#### AIM OF THE EXERCISE:
According to the article on New York's marijuana tax revenue, how much does the MTA estimate the subway system will need over the next ten years?

*** EXCERPTED TEXT

Land grab: Everyone wants a piece of New York’s marijuana tax revenue
Officials: Poor Brooklyn Neighborhoods Should Get Restitution Funds
Rival groups are putting in their bids now to get a chunk of an expected windfall in marijuana tax revenue, as New York state moves closer to legalizing cannabis for adult use.
Some Brooklyn officials are pushing for a “cannabis equity program” to benefit communities of color who have suffered from past disparities in marijuana enforcement.
Another group is eyeing this revenue to help fix the subway system — which the MTA estimates will need roughly $40 billion over the next ten years.
Others want some of these resources to go to women getting into the cannabis business.
The pot tax could bring in roughly $336 million annually for New York City and $436 for the state, according to the state Comptroller’s Office.
NYC Comptroller Scott Stringer backs the idea of using the funds to correct historic injustices.
The city “has long targeted communities that are among the most economically insecure, resulting in damaged credit, loss of employment, housing, and more, “ he said in a statement on Thursday. “As we move towards creating a legal market that will generate billions of dollars, we have to ensure that we correct historic injustices and backwards policies of the past.”
Stringer wants the city to establish a NYC cannabis equity program, be inclusive when it issues pot licenses, and award funds “on a competitive basis” to poor neighborhoods with the highest proportion of marijuana-related arrests.

******
*** DATA LISTING

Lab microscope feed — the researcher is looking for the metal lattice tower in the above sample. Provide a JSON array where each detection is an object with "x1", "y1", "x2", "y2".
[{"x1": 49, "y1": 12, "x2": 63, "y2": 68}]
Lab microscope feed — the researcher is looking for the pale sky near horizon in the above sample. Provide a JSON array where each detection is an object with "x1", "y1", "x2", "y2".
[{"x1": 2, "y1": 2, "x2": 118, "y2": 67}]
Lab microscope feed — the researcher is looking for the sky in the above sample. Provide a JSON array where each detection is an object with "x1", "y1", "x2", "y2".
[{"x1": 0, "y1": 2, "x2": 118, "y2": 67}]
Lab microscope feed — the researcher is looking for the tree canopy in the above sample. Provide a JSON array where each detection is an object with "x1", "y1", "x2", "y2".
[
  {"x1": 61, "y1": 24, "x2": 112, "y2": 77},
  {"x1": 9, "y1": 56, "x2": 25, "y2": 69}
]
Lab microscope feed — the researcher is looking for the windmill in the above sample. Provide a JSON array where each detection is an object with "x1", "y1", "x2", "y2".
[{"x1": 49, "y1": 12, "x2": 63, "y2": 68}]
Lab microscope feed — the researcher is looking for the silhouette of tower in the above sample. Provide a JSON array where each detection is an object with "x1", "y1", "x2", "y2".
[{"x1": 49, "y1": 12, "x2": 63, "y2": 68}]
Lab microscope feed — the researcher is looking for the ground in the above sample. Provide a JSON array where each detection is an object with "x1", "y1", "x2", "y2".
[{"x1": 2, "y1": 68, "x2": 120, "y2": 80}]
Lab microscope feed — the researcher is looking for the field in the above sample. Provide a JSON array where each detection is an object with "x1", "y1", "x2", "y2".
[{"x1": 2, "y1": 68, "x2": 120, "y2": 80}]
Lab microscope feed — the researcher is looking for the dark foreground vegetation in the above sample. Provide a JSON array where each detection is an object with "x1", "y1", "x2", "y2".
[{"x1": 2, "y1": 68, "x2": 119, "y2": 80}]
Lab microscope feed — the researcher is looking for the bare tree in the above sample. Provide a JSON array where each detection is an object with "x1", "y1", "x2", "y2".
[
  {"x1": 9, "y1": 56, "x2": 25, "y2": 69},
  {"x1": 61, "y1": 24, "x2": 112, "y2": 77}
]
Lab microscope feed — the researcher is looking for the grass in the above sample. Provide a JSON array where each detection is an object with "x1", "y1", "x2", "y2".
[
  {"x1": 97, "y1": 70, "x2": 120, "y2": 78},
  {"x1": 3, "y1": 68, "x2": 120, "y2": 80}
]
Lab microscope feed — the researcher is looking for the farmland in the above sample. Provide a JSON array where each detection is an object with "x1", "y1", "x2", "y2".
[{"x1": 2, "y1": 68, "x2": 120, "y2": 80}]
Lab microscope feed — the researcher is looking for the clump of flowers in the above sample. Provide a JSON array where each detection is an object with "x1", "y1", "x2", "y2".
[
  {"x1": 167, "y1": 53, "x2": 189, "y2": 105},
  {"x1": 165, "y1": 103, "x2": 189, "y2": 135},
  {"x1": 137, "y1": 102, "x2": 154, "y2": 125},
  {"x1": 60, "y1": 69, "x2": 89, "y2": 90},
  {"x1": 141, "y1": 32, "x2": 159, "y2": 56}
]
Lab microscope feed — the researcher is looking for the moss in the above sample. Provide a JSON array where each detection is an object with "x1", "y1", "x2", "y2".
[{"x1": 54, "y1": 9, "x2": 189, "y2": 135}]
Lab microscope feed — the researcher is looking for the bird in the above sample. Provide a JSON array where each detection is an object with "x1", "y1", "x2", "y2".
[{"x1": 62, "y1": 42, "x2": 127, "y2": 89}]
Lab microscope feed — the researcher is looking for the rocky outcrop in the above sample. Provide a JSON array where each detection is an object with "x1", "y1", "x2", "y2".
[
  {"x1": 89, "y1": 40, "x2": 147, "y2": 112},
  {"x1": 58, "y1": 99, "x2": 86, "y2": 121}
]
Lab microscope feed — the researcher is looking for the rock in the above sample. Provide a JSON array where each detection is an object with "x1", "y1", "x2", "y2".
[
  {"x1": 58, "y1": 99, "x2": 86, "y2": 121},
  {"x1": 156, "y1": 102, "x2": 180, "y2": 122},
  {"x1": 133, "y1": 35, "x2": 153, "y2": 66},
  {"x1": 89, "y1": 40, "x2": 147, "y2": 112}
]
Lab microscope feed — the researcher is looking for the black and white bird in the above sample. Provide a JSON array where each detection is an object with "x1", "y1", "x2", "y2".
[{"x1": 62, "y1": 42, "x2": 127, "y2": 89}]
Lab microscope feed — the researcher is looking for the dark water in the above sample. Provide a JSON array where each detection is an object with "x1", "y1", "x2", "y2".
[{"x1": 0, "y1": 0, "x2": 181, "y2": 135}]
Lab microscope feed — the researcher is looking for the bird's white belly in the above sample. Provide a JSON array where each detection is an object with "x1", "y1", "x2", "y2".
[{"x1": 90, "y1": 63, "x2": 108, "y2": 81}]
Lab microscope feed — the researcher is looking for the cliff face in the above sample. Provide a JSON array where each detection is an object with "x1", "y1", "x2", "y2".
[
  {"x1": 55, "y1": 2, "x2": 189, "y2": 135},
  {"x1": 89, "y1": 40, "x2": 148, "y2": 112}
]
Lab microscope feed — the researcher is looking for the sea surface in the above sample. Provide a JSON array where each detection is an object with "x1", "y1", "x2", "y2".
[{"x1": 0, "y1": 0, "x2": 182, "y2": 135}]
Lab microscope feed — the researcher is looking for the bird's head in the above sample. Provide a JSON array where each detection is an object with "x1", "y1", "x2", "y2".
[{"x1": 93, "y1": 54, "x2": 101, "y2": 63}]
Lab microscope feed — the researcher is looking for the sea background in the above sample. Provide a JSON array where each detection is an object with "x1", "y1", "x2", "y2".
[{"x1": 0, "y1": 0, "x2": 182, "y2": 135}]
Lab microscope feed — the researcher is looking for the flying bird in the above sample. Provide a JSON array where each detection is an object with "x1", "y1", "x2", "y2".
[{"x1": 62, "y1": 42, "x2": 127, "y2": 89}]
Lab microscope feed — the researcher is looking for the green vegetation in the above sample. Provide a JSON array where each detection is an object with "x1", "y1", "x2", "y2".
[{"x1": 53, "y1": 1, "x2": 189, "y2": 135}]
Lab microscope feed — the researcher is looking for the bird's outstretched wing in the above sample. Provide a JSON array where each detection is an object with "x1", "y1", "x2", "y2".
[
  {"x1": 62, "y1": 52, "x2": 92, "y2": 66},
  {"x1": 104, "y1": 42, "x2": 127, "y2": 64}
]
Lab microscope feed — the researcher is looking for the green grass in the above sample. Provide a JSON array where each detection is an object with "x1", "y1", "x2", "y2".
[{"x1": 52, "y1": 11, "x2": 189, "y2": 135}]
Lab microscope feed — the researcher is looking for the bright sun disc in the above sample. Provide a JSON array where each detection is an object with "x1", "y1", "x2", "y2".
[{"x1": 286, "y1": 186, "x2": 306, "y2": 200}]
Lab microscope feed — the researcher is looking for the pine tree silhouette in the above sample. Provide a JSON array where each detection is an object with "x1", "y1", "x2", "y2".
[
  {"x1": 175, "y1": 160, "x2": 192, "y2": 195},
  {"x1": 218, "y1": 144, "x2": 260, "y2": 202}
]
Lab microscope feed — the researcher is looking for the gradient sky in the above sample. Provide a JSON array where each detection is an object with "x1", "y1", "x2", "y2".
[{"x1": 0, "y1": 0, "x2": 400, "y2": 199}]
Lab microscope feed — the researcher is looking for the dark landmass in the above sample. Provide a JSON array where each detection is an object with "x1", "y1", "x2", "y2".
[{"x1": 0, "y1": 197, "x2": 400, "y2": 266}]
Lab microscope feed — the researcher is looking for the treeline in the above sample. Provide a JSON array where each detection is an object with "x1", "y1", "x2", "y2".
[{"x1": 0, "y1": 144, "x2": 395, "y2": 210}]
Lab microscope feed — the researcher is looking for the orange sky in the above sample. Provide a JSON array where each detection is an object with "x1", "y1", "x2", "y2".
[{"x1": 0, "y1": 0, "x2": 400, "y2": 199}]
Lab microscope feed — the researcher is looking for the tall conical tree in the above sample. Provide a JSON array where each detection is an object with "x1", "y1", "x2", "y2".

******

#### RESPONSE BELOW:
Roughly $40 billion.